[Records drawn from a dataset]
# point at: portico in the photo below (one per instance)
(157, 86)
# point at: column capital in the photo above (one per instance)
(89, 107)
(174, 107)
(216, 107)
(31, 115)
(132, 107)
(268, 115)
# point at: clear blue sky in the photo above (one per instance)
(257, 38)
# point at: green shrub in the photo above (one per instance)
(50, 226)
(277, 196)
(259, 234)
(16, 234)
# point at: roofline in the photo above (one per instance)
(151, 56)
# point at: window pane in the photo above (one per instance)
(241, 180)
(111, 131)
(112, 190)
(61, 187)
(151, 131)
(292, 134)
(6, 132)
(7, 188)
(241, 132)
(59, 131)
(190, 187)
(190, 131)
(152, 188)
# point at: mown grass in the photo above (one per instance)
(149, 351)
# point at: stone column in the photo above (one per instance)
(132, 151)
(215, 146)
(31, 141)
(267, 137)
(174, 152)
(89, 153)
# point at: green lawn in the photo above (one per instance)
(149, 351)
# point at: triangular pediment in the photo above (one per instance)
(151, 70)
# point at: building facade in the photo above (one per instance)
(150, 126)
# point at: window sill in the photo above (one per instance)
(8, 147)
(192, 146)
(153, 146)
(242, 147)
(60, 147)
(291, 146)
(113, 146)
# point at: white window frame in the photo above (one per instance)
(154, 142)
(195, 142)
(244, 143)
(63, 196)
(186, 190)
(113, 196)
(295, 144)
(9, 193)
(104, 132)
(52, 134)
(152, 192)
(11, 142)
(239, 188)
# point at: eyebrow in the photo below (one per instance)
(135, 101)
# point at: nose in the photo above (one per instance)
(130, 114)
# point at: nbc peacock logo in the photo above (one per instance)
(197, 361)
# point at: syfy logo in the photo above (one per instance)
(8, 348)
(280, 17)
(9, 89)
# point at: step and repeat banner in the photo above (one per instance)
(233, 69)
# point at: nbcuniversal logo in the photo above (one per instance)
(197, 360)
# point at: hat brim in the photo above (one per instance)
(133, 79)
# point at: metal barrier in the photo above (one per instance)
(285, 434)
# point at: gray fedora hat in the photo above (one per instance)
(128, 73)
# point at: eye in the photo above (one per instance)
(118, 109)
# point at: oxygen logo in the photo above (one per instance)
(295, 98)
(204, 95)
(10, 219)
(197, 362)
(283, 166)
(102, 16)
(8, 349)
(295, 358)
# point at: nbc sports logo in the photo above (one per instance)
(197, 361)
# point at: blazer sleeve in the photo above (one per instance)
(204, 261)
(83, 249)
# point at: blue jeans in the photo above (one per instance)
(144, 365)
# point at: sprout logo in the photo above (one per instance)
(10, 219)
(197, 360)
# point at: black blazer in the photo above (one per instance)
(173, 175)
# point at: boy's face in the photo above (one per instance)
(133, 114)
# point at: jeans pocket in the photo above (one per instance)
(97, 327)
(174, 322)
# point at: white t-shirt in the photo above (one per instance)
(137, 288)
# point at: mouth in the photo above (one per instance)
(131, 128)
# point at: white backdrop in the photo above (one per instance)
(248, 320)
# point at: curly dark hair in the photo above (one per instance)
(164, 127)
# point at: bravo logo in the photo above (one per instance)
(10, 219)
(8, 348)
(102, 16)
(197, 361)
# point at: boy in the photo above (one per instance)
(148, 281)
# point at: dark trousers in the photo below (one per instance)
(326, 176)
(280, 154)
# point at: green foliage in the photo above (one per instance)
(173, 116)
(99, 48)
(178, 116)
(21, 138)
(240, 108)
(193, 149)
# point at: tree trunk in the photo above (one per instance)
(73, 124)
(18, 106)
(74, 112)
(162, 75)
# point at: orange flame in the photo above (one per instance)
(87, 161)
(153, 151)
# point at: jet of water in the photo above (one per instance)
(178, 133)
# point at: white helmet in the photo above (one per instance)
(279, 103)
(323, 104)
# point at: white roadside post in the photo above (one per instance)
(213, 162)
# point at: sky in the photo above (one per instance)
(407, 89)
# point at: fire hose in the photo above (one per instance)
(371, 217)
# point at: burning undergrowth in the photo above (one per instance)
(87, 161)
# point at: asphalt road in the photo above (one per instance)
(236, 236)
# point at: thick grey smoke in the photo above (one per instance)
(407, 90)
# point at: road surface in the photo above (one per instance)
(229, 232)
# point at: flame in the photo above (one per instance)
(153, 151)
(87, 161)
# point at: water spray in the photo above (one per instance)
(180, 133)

■ What is needed
Nothing in the entries above may be left out; retype them all exactly.

■ Answer for this exercise
# point at: portico in the photo below (one per instance)
(157, 86)
# point at: column capital in the photo above (one per instance)
(89, 107)
(174, 107)
(216, 107)
(31, 115)
(132, 107)
(268, 115)
# point at: clear blue sky in the photo above (one per instance)
(257, 38)
# point at: green shrub in the photo above (one per instance)
(50, 226)
(277, 196)
(259, 234)
(16, 234)
# point at: roofline in the photo above (one per instance)
(151, 56)
# point at: window pane in the photo above (one per instance)
(241, 180)
(111, 131)
(112, 190)
(61, 187)
(151, 131)
(292, 134)
(6, 132)
(7, 188)
(241, 132)
(59, 131)
(190, 187)
(190, 131)
(152, 188)
# point at: mown grass in the photo above (one per instance)
(149, 351)
# point at: stone column in the photo above (one per instance)
(132, 151)
(215, 146)
(31, 141)
(267, 137)
(174, 152)
(89, 153)
# point at: green lawn in the photo above (one per instance)
(149, 351)
# point at: triangular pediment in the photo above (one per instance)
(151, 70)
# point at: building facade in the photo above (one per instance)
(150, 126)
# point at: window sill in the photo above (one per instance)
(8, 147)
(192, 146)
(153, 146)
(242, 147)
(60, 147)
(291, 146)
(113, 146)
# point at: white window frame in the photo above (one per instance)
(154, 142)
(195, 142)
(244, 143)
(63, 196)
(186, 190)
(113, 196)
(295, 144)
(9, 193)
(104, 132)
(52, 134)
(152, 192)
(11, 142)
(239, 188)
# point at: eyebrow in the photo below (one per instance)
(135, 101)
# point at: nose in the photo above (one per instance)
(130, 114)
# point at: nbc peacock logo in the photo above (one per instance)
(197, 361)
# point at: syfy logo in the photo above (one per instance)
(8, 348)
(280, 17)
(9, 89)
# point at: step and repeat banner in the photo above (one per instance)
(233, 69)
# point at: nbcuniversal logo in the photo above (one per instance)
(197, 360)
# point at: hat brim in the photo above (one per instance)
(133, 79)
# point at: metal barrier in the photo above (one per instance)
(285, 434)
# point at: gray fedora hat in the photo above (one per instance)
(128, 73)
# point at: eye in the photo above (one per instance)
(118, 109)
# point at: oxygen logo in the photo above (one per instance)
(295, 98)
(204, 95)
(10, 219)
(197, 362)
(283, 166)
(102, 16)
(8, 349)
(295, 358)
# point at: nbc sports logo in the photo above (one per instance)
(197, 361)
# point at: blazer sleeve in the photo above (one per instance)
(204, 261)
(83, 249)
# point at: blue jeans in the photo above (one per instance)
(144, 365)
# point at: sprout logo in the photo above (one per instance)
(10, 219)
(197, 360)
# point at: black blazer in the photo above (one per instance)
(173, 175)
# point at: boy's face in the photo above (one per instance)
(133, 114)
# point at: jeans pocket in the photo above (one per instance)
(97, 327)
(174, 322)
# point at: white t-shirt in the photo above (one per instance)
(137, 288)
# point at: mouth in the photo above (one per instance)
(131, 128)
# point at: white backdrop in the photo above (one per instance)
(248, 320)
# point at: curly dark hair in the photo above (one per instance)
(164, 127)
# point at: bravo logo in the photo above (one per instance)
(10, 219)
(8, 348)
(102, 16)
(197, 361)
# point at: boy in the photo above (one per instance)
(148, 281)
# point at: dark trousers in the photo below (one per instance)
(326, 176)
(280, 154)
# point at: green foliage in the photo above (one per instance)
(173, 116)
(99, 48)
(178, 116)
(21, 138)
(240, 108)
(193, 149)
# point at: tree trunk in the photo above (one per instance)
(73, 124)
(18, 106)
(74, 112)
(162, 75)
# point at: orange flame in the photo above (one per instance)
(87, 161)
(153, 151)
# point at: jet of water in the photo above (one per instance)
(178, 133)
# point at: white helmet in the photo above (one per instance)
(279, 103)
(323, 104)
# point at: white roadside post in the photo above (one per instance)
(213, 162)
# point at: sky in the photo above (one per instance)
(407, 89)
# point at: fire hose in the photo above (one per instance)
(371, 217)
# point at: burning undergrowth in the photo above (one per instance)
(87, 161)
# point at: asphalt road in the photo above (one per instance)
(236, 236)
# point at: thick grey smoke in the photo above (one per instance)
(407, 90)
# point at: road surface in the photo above (one per instance)
(229, 232)
# point at: flame in the photo above (one per instance)
(153, 151)
(87, 161)
# point at: water spray in the photo above (one per instance)
(180, 133)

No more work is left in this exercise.